■ Your goal: All lines in the records below with the word "face" must be returned.

■ Supplied data:

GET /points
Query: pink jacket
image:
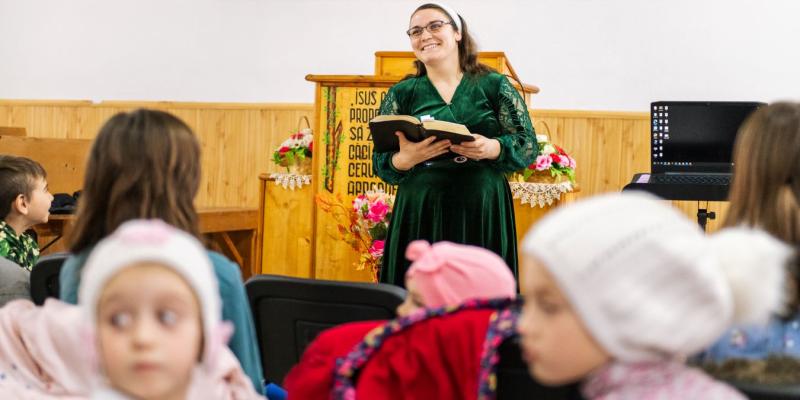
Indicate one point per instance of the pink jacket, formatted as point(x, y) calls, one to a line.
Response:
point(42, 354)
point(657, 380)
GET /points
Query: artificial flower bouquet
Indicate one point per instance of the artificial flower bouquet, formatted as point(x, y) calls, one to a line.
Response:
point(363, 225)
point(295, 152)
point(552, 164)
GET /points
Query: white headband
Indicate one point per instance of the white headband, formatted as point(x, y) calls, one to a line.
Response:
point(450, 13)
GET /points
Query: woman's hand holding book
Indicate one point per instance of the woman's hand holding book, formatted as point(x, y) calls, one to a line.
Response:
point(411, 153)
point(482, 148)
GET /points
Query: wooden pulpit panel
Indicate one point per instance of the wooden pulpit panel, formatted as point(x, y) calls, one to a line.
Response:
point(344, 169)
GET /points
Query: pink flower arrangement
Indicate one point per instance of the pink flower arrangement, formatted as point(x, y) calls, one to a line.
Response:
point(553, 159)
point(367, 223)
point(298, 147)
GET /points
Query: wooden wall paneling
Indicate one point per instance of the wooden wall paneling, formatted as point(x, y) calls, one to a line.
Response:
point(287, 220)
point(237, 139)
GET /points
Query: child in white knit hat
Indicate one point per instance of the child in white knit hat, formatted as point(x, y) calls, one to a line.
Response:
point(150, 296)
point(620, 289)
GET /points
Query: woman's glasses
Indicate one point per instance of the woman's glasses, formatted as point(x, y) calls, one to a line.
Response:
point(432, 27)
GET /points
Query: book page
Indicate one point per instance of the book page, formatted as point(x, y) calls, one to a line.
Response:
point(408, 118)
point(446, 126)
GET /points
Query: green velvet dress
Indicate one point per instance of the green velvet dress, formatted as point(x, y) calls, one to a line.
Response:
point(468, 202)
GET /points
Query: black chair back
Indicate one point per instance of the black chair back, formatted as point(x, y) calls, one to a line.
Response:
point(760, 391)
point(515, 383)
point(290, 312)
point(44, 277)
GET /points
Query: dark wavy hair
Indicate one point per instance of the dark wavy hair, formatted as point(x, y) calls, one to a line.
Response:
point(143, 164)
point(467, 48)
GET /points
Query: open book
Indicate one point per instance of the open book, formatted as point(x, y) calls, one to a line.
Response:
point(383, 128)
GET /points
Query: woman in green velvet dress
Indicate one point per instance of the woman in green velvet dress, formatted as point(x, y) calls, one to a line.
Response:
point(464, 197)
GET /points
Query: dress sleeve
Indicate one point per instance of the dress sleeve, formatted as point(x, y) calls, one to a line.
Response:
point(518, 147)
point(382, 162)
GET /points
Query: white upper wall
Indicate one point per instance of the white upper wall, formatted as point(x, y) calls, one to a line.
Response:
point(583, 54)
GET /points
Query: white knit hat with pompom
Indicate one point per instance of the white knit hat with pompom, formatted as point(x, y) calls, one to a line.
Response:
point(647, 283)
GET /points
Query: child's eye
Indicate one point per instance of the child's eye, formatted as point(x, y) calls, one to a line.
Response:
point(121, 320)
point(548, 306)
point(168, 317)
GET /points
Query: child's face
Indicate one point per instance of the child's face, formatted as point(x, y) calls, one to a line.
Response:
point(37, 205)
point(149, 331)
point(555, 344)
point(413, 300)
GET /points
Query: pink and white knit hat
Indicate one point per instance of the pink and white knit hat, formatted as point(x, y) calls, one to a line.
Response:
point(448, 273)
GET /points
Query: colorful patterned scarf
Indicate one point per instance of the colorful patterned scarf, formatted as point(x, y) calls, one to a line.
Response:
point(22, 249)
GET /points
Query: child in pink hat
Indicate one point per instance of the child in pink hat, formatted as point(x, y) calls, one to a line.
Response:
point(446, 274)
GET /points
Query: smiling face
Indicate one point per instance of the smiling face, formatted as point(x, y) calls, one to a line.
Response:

---

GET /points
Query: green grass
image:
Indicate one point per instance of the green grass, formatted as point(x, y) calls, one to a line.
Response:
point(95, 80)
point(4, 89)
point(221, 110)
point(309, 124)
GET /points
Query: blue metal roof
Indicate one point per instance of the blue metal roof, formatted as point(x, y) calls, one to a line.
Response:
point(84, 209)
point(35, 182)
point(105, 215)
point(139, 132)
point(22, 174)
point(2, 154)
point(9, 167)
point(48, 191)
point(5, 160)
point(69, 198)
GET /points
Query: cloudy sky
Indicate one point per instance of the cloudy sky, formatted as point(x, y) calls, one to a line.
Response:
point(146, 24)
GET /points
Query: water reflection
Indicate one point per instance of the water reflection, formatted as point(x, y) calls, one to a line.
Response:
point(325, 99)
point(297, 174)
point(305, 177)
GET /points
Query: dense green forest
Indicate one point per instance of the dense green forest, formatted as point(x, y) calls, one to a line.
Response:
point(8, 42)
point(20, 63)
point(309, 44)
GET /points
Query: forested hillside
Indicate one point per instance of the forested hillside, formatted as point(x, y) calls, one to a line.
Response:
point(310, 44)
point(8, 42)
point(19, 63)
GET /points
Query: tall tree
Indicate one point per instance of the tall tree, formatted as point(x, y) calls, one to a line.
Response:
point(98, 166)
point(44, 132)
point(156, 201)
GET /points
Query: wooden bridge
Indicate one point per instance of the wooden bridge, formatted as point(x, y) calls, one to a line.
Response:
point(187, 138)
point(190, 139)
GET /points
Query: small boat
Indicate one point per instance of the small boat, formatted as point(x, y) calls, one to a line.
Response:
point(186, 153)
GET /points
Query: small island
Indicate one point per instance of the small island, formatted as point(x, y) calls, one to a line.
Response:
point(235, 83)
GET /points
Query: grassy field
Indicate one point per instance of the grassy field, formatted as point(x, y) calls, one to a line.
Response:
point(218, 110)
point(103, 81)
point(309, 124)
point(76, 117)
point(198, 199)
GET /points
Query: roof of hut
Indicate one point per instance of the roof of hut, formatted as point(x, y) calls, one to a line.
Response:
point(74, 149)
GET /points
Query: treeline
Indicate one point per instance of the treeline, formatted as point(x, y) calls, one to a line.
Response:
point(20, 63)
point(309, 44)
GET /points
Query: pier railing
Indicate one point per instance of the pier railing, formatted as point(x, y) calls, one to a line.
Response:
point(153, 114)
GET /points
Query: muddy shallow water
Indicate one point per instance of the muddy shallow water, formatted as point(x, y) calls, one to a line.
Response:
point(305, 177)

---

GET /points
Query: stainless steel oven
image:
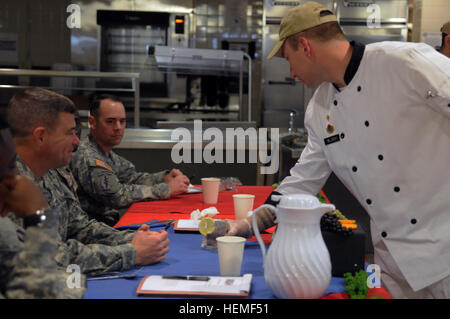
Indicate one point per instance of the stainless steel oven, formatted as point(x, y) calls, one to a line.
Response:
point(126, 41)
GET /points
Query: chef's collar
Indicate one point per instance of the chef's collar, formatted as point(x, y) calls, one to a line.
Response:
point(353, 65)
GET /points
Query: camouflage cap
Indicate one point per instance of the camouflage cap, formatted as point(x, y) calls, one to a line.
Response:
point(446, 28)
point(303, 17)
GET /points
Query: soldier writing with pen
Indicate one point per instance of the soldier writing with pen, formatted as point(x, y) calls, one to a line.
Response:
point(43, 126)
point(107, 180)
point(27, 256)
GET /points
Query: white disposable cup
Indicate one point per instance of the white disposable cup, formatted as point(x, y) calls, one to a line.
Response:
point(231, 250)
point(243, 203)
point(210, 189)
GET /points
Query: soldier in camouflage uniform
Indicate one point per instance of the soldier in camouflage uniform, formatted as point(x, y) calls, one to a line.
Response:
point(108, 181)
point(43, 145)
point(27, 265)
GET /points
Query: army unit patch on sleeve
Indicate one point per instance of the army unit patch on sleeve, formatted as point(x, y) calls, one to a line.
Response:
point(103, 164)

■ Response:
Query: child's face
Indicate one point per instance of the child's face, formatted as point(x, y) calls, one to a line.
Query: smiling face
Indicate one point per instance of the smiling face, formatted as point(x, y) calls, one to a line.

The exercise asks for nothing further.